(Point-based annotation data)

----

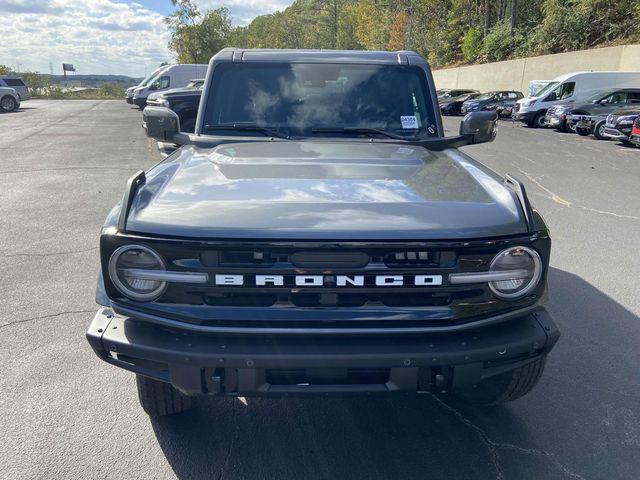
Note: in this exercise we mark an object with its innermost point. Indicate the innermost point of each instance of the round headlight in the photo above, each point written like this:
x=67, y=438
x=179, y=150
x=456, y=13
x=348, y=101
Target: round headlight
x=127, y=266
x=525, y=265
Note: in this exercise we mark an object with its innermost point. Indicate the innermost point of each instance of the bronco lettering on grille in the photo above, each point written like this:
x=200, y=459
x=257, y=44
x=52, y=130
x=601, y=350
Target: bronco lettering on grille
x=329, y=280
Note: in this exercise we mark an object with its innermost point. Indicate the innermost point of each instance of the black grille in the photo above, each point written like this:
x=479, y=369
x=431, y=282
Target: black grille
x=328, y=305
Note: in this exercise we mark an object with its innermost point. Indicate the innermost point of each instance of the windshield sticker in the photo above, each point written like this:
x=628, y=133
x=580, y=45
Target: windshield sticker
x=405, y=151
x=409, y=121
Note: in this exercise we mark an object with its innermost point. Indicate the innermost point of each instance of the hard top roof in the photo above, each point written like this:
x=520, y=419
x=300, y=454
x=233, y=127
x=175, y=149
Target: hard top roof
x=316, y=56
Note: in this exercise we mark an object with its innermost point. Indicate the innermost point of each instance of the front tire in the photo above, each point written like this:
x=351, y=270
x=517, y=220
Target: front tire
x=507, y=386
x=598, y=130
x=159, y=399
x=8, y=104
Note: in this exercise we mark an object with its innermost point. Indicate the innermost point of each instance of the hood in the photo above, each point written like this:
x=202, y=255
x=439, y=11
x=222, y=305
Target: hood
x=324, y=190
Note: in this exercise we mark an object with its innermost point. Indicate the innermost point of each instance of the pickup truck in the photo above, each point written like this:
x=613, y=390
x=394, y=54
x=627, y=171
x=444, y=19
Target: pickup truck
x=318, y=234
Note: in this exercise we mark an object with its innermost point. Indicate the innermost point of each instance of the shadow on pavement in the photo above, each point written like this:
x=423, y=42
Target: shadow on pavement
x=398, y=437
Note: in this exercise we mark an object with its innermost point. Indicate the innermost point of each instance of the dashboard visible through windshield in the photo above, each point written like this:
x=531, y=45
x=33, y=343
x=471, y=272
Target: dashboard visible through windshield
x=307, y=98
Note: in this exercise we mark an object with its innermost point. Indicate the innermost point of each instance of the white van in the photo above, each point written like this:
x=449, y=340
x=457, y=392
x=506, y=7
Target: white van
x=18, y=85
x=128, y=93
x=570, y=88
x=172, y=76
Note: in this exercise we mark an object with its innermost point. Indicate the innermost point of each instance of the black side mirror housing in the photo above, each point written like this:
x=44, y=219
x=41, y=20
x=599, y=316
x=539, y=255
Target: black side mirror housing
x=161, y=123
x=480, y=127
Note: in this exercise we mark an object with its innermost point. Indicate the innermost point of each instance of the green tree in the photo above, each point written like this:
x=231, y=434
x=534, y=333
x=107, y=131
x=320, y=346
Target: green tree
x=472, y=44
x=195, y=38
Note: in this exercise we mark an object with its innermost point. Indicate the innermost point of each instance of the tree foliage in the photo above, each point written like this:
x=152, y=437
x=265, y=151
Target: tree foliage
x=447, y=32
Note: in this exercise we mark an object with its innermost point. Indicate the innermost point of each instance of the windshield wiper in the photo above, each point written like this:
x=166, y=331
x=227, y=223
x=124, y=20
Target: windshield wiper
x=363, y=130
x=247, y=127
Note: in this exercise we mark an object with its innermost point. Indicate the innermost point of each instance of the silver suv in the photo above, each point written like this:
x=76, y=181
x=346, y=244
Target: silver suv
x=18, y=85
x=9, y=99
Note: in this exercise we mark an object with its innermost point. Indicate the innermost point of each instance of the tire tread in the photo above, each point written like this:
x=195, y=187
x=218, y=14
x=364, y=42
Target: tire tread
x=159, y=399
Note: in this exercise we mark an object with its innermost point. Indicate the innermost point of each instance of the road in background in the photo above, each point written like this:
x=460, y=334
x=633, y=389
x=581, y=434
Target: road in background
x=65, y=414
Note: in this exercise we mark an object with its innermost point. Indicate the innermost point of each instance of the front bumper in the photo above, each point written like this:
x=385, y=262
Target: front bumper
x=243, y=365
x=614, y=133
x=554, y=121
x=526, y=117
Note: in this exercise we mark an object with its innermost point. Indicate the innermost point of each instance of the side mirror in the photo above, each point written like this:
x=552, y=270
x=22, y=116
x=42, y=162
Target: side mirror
x=479, y=127
x=161, y=123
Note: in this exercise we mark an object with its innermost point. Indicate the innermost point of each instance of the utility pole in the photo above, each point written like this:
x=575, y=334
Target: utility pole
x=487, y=17
x=410, y=25
x=514, y=15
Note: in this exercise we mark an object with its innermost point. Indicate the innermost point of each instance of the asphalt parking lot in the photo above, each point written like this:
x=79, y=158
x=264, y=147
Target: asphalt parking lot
x=65, y=414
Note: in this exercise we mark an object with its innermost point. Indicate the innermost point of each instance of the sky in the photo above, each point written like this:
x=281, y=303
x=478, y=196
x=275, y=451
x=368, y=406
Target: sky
x=120, y=37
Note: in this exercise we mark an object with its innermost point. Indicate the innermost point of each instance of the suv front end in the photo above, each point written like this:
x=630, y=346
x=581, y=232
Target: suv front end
x=262, y=259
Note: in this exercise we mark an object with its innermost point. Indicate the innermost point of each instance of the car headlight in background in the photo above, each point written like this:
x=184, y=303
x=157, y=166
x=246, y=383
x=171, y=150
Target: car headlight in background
x=522, y=267
x=513, y=273
x=131, y=269
x=626, y=119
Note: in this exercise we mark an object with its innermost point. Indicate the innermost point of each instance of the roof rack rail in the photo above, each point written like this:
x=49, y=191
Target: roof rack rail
x=517, y=186
x=132, y=185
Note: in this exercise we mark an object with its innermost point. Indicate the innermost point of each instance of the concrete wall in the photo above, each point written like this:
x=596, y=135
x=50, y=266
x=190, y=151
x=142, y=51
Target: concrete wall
x=516, y=74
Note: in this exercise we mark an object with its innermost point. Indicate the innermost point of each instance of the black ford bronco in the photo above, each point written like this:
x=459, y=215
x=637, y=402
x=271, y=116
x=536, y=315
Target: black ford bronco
x=319, y=234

----

_Aim_: Give all the lines above again, character for character, without pictures.

_Solution for this task_:
Note: in this exercise we mark an object with its innermost point. Indicate the innermost point of each instance of the round headlight in the photo above, each point written like this:
x=67, y=438
x=179, y=150
x=456, y=13
x=348, y=101
Target: round headlight
x=127, y=266
x=525, y=265
Note: in this exercise we mark an object with its innermost point. Indicate the innermost point of each instance of the bronco lettering on grille in the photo above, each point written like this:
x=200, y=459
x=257, y=44
x=52, y=130
x=601, y=350
Target: bronco lettering on grille
x=329, y=280
Note: in this exercise we mark an object with its innermost point. Indicate the innermost point of each instance of the black grille in the photo above, each point written like this:
x=479, y=369
x=431, y=282
Target: black grille
x=328, y=305
Note: in this exercise we mark an object with its innermost point. Indicate the innermost point of each instance of the windshield sticker in the photo above, each point written like this:
x=628, y=133
x=580, y=45
Target: windshield sticker
x=405, y=151
x=409, y=121
Note: in this exercise we mark an object with its innermost point. Indicate the innermost point of each instance of the hard top roof in the photo above, each point written like this:
x=520, y=419
x=300, y=454
x=233, y=127
x=175, y=149
Target: hard top roof
x=316, y=56
Note: in this exercise we mark an object with its innermost point. Indicate the innermost point of each instance of the front tire in the photo above, each point written like this:
x=351, y=270
x=517, y=220
Target: front tire
x=507, y=386
x=598, y=130
x=159, y=399
x=8, y=104
Note: in this exercise we mark an object with its innermost point. Indicate the innermost point of each instance of the hood in the photo above, each point written like this:
x=202, y=255
x=439, y=11
x=222, y=305
Target: hood
x=324, y=190
Note: in this exercise we mark an object with its innermost point. Indicate the innermost point of each instance of the pickup truck in the photo above, each point written like this:
x=613, y=390
x=394, y=54
x=627, y=171
x=444, y=19
Target: pickup truck
x=318, y=234
Note: in this exercise we mark an object with its innermost point. Indicate the innermost point of each instance of the shadow on pavement in the photo above, each point written like this:
x=423, y=42
Target: shadow on pavement
x=398, y=437
Note: in this exercise we mark an object with its innermost point. Indicate the innermost point of each instance of the dashboard visible through windshield in the photo above, each point written like this:
x=531, y=45
x=33, y=343
x=471, y=272
Target: dashboard visible through windshield
x=307, y=98
Note: in this exercise we mark an object with its innermost point. Indicate the innermost point of each instance of the white van in the photo above, each point written like this:
x=449, y=340
x=457, y=392
x=506, y=7
Target: white van
x=18, y=85
x=128, y=93
x=570, y=88
x=172, y=76
Note: in this exercise we mark an object with its innermost point. Indicate the innermost point of each instance of the black side mirror housing in the photo above, each point written like this:
x=44, y=219
x=41, y=20
x=599, y=316
x=539, y=255
Target: black side mirror housing
x=161, y=123
x=480, y=127
Note: in this exercise we mark an object with its innermost point. Indicate the innermost point of each instance of the green tree in the photo above, each point written like this:
x=231, y=434
x=534, y=333
x=107, y=131
x=320, y=346
Target: green tree
x=472, y=44
x=195, y=38
Note: in this exercise we mark an object with its innermost point. Indicate the innermost point of each instance of the tree foliage in the photo above, each point written like this:
x=152, y=437
x=265, y=151
Target: tree foliage
x=447, y=32
Note: in this exercise we mark an object with its innermost point. Indicate the innermost point of each instance of the windshield wiper in the photo above, each point written like this:
x=166, y=331
x=227, y=223
x=124, y=20
Target: windshield wiper
x=363, y=130
x=247, y=127
Note: in this exercise we mark an object with its innermost point. Indicate the innermost point of each instance of the silver suv in the photo above, each point written like this:
x=76, y=181
x=346, y=244
Target: silver suv
x=18, y=85
x=9, y=99
Note: in this exercise we mark an object with its innermost point. Indicate the innermost point of each instance of the tire tread in the photo above, each point written like this:
x=195, y=187
x=218, y=14
x=364, y=42
Target: tire tread
x=159, y=399
Note: in this exercise we mark an object with its innermost point. Indicate the innermost point of each instance of the road in background in the photo above, each point written like this:
x=460, y=334
x=633, y=389
x=581, y=434
Target: road in background
x=65, y=414
Note: in this exercise we mark an object with its innermost point. Indicate the innermost point of each instance of the front bumper in the photo above, each point written like this:
x=385, y=262
Target: front bumper
x=243, y=365
x=614, y=133
x=554, y=121
x=526, y=117
Note: in this exercise we mark an object with its innermost point. Indicate the innermost point of each instance of the side mirror in the photo above, each point written like this:
x=552, y=270
x=22, y=116
x=42, y=162
Target: side mirror
x=479, y=127
x=161, y=123
Note: in this exercise we mark an object with its innermost point. Indicate the innermost point of each instance of the utility pole in the photo above, each point written like this:
x=575, y=334
Target: utility pole
x=487, y=17
x=410, y=25
x=514, y=15
Note: in this exercise we mark an object with its innermost point. Indicate the innermost point of each instance of the asphalt parking lot in the photo above, each point written like this:
x=79, y=158
x=264, y=147
Target: asphalt parking lot
x=65, y=414
Note: in this exercise we mark an object with its innermost point. Indicate the innermost point of each instance of the sky in the photo above, each point written like this:
x=281, y=303
x=478, y=196
x=275, y=451
x=368, y=406
Target: sky
x=120, y=37
Note: in this exercise we mark an object with its innermost point. Indicate the innermost point of each instance of the suv front end in the photo above, each point written like this:
x=630, y=346
x=581, y=232
Target: suv front end
x=262, y=259
Note: in this exercise we mark an object with its innermost point. Indicate the innermost point of each instance of the car headlight in background in the photo above, each point written like this:
x=184, y=303
x=157, y=166
x=246, y=383
x=171, y=150
Target: car headlight in background
x=522, y=267
x=513, y=273
x=131, y=269
x=626, y=119
Note: in this exercise we mark an object with its innermost point. Indicate the innermost point of each instance of the roof rack rail in the photo above, each point written like this:
x=49, y=191
Target: roof rack rail
x=517, y=186
x=132, y=185
Note: in this exercise we mark an object with its innermost point. Indicate the innermost point of each instance of the concrete wall in the photo above, each point written like this:
x=596, y=135
x=50, y=266
x=190, y=151
x=142, y=51
Target: concrete wall
x=516, y=74
Note: in this exercise we mark an object with its innermost point. Indicate the innermost point of each instance of the black ford bronco in the photo above, each point written like this:
x=459, y=215
x=637, y=402
x=271, y=116
x=536, y=315
Target: black ford bronco
x=319, y=234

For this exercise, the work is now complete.